EXERCISE INPUT:

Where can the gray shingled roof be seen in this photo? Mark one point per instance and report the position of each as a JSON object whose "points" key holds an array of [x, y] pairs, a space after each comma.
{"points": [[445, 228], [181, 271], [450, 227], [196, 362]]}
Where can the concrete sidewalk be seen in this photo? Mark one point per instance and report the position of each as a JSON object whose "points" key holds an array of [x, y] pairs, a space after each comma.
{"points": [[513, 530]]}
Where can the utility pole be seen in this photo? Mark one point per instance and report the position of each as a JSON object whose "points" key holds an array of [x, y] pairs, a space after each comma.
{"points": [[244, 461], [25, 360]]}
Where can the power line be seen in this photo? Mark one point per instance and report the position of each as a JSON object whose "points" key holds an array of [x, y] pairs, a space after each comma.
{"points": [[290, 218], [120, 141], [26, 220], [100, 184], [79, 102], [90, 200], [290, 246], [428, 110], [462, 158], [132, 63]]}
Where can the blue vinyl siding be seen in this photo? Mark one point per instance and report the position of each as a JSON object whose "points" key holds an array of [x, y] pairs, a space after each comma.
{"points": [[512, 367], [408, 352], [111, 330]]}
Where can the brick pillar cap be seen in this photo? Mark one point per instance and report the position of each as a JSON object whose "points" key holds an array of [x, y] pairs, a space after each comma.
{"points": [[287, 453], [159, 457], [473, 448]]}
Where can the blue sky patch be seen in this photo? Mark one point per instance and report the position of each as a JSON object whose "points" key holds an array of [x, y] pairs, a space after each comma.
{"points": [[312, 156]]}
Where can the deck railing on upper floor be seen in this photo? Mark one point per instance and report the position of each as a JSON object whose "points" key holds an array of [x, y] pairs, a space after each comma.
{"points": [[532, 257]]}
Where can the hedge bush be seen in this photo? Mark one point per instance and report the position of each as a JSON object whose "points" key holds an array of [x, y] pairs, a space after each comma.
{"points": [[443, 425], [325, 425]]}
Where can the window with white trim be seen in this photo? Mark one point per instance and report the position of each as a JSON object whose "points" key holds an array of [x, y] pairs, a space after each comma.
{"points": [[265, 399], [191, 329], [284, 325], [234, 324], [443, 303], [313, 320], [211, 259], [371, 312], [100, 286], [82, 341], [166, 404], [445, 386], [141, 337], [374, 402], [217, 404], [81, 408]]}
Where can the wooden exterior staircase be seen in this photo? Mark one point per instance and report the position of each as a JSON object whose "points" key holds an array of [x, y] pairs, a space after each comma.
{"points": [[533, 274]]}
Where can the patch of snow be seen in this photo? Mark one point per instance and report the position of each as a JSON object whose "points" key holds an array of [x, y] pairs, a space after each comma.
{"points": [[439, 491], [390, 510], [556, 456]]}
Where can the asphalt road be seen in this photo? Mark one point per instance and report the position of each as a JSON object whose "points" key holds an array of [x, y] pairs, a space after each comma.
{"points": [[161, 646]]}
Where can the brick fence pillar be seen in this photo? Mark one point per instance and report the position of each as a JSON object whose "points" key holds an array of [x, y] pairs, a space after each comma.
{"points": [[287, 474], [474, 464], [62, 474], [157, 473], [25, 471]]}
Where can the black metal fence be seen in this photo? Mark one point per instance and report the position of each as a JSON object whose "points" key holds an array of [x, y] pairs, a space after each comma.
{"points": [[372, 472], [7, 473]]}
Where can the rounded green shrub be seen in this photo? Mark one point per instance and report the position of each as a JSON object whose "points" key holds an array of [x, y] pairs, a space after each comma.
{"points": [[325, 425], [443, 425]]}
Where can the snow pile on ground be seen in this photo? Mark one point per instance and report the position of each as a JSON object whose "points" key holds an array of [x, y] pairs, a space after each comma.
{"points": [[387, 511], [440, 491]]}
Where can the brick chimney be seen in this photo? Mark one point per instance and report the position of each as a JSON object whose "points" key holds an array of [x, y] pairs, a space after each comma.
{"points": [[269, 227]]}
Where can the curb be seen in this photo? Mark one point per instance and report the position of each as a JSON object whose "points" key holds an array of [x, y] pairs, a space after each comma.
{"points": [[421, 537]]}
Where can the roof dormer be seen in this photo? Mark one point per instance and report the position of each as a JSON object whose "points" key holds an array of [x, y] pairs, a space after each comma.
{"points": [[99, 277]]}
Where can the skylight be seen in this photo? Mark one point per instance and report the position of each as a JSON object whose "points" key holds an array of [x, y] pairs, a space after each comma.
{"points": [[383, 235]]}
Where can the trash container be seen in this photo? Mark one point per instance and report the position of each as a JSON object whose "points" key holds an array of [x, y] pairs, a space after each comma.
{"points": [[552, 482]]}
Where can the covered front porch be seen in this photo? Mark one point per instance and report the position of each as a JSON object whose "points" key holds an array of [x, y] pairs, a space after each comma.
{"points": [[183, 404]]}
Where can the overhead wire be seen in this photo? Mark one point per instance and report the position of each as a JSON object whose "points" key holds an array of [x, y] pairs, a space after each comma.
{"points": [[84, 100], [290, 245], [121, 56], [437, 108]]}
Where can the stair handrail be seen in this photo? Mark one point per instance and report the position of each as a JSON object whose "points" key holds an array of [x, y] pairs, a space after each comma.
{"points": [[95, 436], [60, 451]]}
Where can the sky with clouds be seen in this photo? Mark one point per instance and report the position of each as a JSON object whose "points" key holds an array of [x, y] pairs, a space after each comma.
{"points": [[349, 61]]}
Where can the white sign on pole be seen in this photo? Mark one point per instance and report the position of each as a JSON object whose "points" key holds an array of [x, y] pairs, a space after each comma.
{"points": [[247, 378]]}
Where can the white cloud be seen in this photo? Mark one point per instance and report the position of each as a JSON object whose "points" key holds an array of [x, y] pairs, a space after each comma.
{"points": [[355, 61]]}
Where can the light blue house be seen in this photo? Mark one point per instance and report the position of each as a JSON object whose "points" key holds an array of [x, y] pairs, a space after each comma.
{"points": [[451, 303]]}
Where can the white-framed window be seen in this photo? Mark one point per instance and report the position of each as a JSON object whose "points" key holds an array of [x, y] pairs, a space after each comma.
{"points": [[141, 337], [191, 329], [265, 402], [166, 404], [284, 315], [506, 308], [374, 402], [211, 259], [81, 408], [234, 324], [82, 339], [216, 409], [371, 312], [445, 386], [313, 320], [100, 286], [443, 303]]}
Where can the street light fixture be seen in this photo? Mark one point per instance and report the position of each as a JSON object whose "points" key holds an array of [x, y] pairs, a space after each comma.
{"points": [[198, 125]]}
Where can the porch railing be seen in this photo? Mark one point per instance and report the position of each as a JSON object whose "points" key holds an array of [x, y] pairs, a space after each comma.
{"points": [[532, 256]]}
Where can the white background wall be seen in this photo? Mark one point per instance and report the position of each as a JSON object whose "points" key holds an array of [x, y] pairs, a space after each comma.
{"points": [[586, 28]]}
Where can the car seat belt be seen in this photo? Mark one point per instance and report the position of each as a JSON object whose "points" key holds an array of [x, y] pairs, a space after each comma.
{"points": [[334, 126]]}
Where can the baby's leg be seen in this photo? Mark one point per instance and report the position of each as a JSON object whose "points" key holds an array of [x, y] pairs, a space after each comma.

WORK TO COMPLETE:
In full and word for word, repeat the records.

RESULT FOR THIS EXERCISE:
Where can the gray shingled roof be seen in this photo? Mark one point per instance and report the position of each as a JSON object whose "points" key holds an array of [x, y] pairs, a space after each comma.
{"points": [[445, 228], [181, 271], [450, 227], [196, 362]]}
Where can the concrete sidewalk be seen in this photo? Mark one point per instance and report the position of each as a JSON object whose "points" key holds an array of [x, y] pairs, a space after each comma.
{"points": [[513, 530]]}
Where can the utility pole be seen in this photo? Mark one point per instance and report the position of each as a JSON object whose "points" key holds an array of [x, y] pairs, a space after each comma.
{"points": [[244, 461], [25, 360]]}
Where can the power line be seen in this photo? Mark one point per instance and report the position of each as a JSON object whose "points" key holds an array of [x, y] pairs, a space after each comma.
{"points": [[290, 218], [120, 141], [26, 220], [100, 184], [79, 102], [90, 200], [290, 246], [428, 110], [462, 158], [132, 63]]}
Where can the blue vinyl siding be seen in this photo? Mark one point per instance and report the position of each as a JSON object whose "points" key holds an array of [x, y] pairs, a space after each comma.
{"points": [[512, 367], [408, 352], [111, 330]]}
Where can the brick pillar cap be seen in this photo? Mark one point per instance and report the position of each as a JSON object whose "points" key holds an array of [x, y] pairs, a space after each comma.
{"points": [[287, 453], [159, 457], [473, 448]]}
Where can the blue sky patch be seen in this photo? Mark one point per instance and report the position of each as a JSON object whose "points" key holds an array of [x, y] pairs, a space after each comma.
{"points": [[312, 156]]}
Where can the deck railing on upper floor be seen in this photo? Mark one point per instance and report the position of each as a JSON object whose "points" key holds an array of [x, y] pairs, a space after each comma.
{"points": [[532, 257]]}
Where can the hedge bush be seen in this photo? Mark one point per instance and report the position of each as a JSON object whose "points" key holds an array of [x, y] pairs, a space after each comma.
{"points": [[443, 425], [325, 425]]}
Where can the window with white trim be seen in this photo? Mark one point per instance and report the position of each as a JSON object whose "points" key holds an array of [x, y] pairs, a space after each comma.
{"points": [[265, 399], [191, 329], [284, 325], [234, 324], [443, 303], [313, 320], [211, 259], [371, 312], [100, 286], [82, 341], [166, 404], [445, 386], [141, 337], [374, 402], [217, 404], [81, 408]]}
Where can the wooden exterior staircase be seen in this photo? Mark one point per instance and report the position of each as a JSON object whose "points" key holds an array of [x, y] pairs, a space after each comma.
{"points": [[533, 274]]}
Where can the patch of snow be seen in this photo? Mark one point per instance and report the position of each as a JSON object whose "points" key holds an array of [x, y] pairs, a space after each comma.
{"points": [[439, 491], [390, 510], [556, 456]]}
Where can the asphalt road be seen in this photo? Mark one point per instance and report the position of each as a JSON object whose "points" key holds an array of [x, y] pairs, a space after each comma.
{"points": [[161, 646]]}
Where can the brick fence pillar be seen in this photo? Mark one point per instance and report the position of each as a JSON object whose "points" key holds an array of [x, y] pairs, a space after each comma.
{"points": [[287, 474], [474, 464], [62, 474], [157, 473], [25, 471]]}
Where can the black metal fence be seen in this photo? Mark one point per instance and report the position of each as a JSON object whose "points" key holds an array of [x, y] pairs, a space after each comma.
{"points": [[372, 472], [7, 473]]}
Where can the rounded green shrub be seen in this photo? Mark one point per instance and report the position of each as a JSON object whose "points" key holds an array of [x, y] pairs, a space after each comma.
{"points": [[325, 425], [443, 425]]}
Where can the snow pile on ground be seen in this photo? Mark one point per instance and report the position of each as a JSON object whose "points" key holds an array of [x, y] pairs, a space after each comma.
{"points": [[387, 511], [440, 491]]}
Where can the brick chimney be seen in this photo? Mark one point per instance and report the position of each as a JSON object whose "points" key holds an array of [x, y] pairs, a space after each comma.
{"points": [[269, 227]]}
Where can the curb be seen in this photo? Mark one point per instance and report the position of each as a JSON object whose "points" key holds an array of [x, y] pairs, a space after each comma.
{"points": [[421, 537]]}
Where can the roof dormer be seen in this photo? Mark one point per instance and report the position of each as a JSON object whose "points" key holds an array of [x, y] pairs, a space after each comma.
{"points": [[99, 277]]}
Where can the skylight be seen in this photo? Mark one point per instance and report the position of each as a JSON object whose "points" key holds an array of [x, y] pairs, a space after each comma.
{"points": [[383, 235]]}
Where can the trash container be seen in this photo? Mark one point per instance and report the position of each as a JSON object whose "points" key holds an array of [x, y] pairs, a space after each comma.
{"points": [[552, 482]]}
Where can the covered front porch be seen in this photo? Mark one point per instance and report the position of each as a JSON object whose "points" key holds an array of [x, y] pairs, a space after each comma.
{"points": [[183, 404]]}
Where can the overhead wire be seen in this photo? Mark one point per instance and report the position of each as a JSON object whose "points" key holds an array of [x, y] pairs, a space after each comma.
{"points": [[84, 100], [290, 245], [121, 56], [437, 108]]}
Where can the stair handrail be seen in this photo? Mark one point per instance and report the position of each as a JSON object whose "points" key holds an array of [x, y] pairs, a space after each comma.
{"points": [[95, 436], [60, 451]]}
Where can the sky with clouds be seen in this photo? Mark one point per instance and report the position of each as a JSON object whose "points" key holds an array of [x, y] pairs, a space after each comma.
{"points": [[349, 61]]}
Where can the white sign on pole be seen in this photo? Mark one point per instance and report the position of each as a JSON object whose "points" key holds an array of [x, y] pairs, a space after each comma.
{"points": [[247, 378]]}
Where can the white cloud be seen in this photo? Mark one point per instance and report the position of each as a JSON object whose "points" key holds an array of [x, y] pairs, a space after each comma.
{"points": [[355, 61]]}
Where can the light blue house be seen in this photo? Mark one point per instance and report the position of each as a JSON object whose "points" key holds an array of [x, y] pairs, a space after each comma.
{"points": [[451, 303]]}
Where can the white-framed window be seen in this photo? Mark one point per instance and report the position of each as a JSON object whose "points" key holds an array of [x, y] pairs, a space after each comma.
{"points": [[141, 337], [191, 329], [265, 402], [166, 404], [284, 315], [506, 308], [374, 402], [211, 259], [81, 408], [234, 324], [82, 339], [216, 409], [371, 312], [445, 386], [313, 320], [100, 286], [443, 303]]}
Where can the street light fixture be seen in this photo? Mark one point per instance and report the position of each as a JSON object whose "points" key holds an array of [x, y] pairs, a space after each comma.
{"points": [[198, 125]]}
Where can the porch railing be seen in this photo? Mark one point per instance and report the position of each as a JSON object whose "points" key holds an array of [x, y] pairs, a space after each comma.
{"points": [[532, 256]]}
Where can the white background wall be seen in this photo? Mark one point per instance and report the position of each as a JSON object whose "points" key holds an array of [x, y] pairs, a space after each comma.
{"points": [[586, 28]]}
Where can the car seat belt be seen in this photo? Mark one point per instance and report the position of each as a JSON object whose "points" key holds an array of [x, y] pairs, a space after each comma.
{"points": [[334, 126]]}
Where can the baby's leg be seen in this photo? Mark one point per instance and report the position of each as a JSON object whose "points" key holds an array of [x, y] pairs, a space after each comma.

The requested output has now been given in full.